* **Selected extract**
┄┄┄┄┄┄

On July 1, 2009, Fuld recorded his first major league hit in his first major league start of the season and the second start of his career. Leading off the game Fuld hit a double against Virgil Vasquez of the Pittsburgh Pirates at PNC Park. In the fourth inning Fuld made a sliding catch of a sinking liner (see video of Fuld's sliding catch robbing Vazquez of a hit), and in the fifth inning he fielded a single and threw out Jack Wilson at home (see video). "It was huge", said Cubs starter Randy Wells. "Sam Fuld, man, he gets to so many balls. He made a [heck] of a play throwing that guy out—the perfect throw." The following month, he crashed into the left field wall while making a sliding catch in a game against the Dodgers (see video of Fuld making wall-crashing catch).

Fuld hit the first home run of his major league career in the final game of the Cubs' 2009 season, on October 4 at Wrigley Field. He finished the season batting .299, and with the highest on-base percentage (.409) of any Cubs player with 100 or more plate appearances.

=====2010=====
Carrie Muskat, the Cubs' MLB.com beat reporter, wrote on March 1, 2010, that: "I can see Fuld making the Cubs' Opening Day roster... Fuld has shown he can handle the part-time workload, can play all three positions, and can be used as a defensive sub or pinch-runner." On March 30, however, the Cubs sent him down to AAA Iowa. Piniella remarked: "The decisions weren't easy." He was called up to Chicago for the first time in the 2010 season on August 19, and ended the season with only a handful of at bats.

┄┄┄┄┄┄

* **About this task**
Extract the complete passage on Sam Fuld's 2009 and 2010 seasons with the Cubs, reproducing every word and punctuation mark unchanged. The data that follows is drawn from a separate, unrelated source.

┄┄┄┄┄┄

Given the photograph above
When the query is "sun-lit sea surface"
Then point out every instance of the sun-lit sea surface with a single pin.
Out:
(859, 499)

┄┄┄┄┄┄

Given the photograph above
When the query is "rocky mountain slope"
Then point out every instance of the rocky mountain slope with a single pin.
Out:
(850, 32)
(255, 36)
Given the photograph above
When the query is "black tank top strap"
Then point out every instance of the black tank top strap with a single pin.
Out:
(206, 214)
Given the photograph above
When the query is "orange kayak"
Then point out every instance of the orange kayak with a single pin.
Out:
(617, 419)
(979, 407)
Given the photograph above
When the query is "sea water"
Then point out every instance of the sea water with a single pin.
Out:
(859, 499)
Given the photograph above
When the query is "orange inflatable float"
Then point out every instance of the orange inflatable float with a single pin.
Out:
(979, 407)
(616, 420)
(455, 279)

┄┄┄┄┄┄

* **Written solution**
On July 1, 2009, Fuld recorded his first major league hit in his first major league start of the season and the second start of his career. Leading off the game Fuld hit a double against Virgil Vasquez of the Pittsburgh Pirates at PNC Park. In the fourth inning Fuld made a sliding catch of a sinking liner (see video of Fuld's sliding catch robbing Vazquez of a hit), and in the fifth inning he fielded a single and threw out Jack Wilson at home (see video). "It was huge", said Cubs starter Randy Wells. "Sam Fuld, man, he gets to so many balls. He made a [heck] of a play throwing that guy out—the perfect throw." The following month, he crashed into the left field wall while making a sliding catch in a game against the Dodgers (see video of Fuld making wall-crashing catch).

Fuld hit the first home run of his major league career in the final game of the Cubs' 2009 season, on October 4 at Wrigley Field. He finished the season batting .299, and with the highest on-base percentage (.409) of any Cubs player with 100 or more plate appearances.

=====2010=====
Carrie Muskat, the Cubs' MLB.com beat reporter, wrote on March 1, 2010, that: "I can see Fuld making the Cubs' Opening Day roster... Fuld has shown he can handle the part-time workload, can play all three positions, and can be used as a defensive sub or pinch-runner." On March 30, however, the Cubs sent him down to AAA Iowa. Piniella remarked: "The decisions weren't easy." He was called up to Chicago for the first time in the 2010 season on August 19, and ended the season with only a handful of at bats.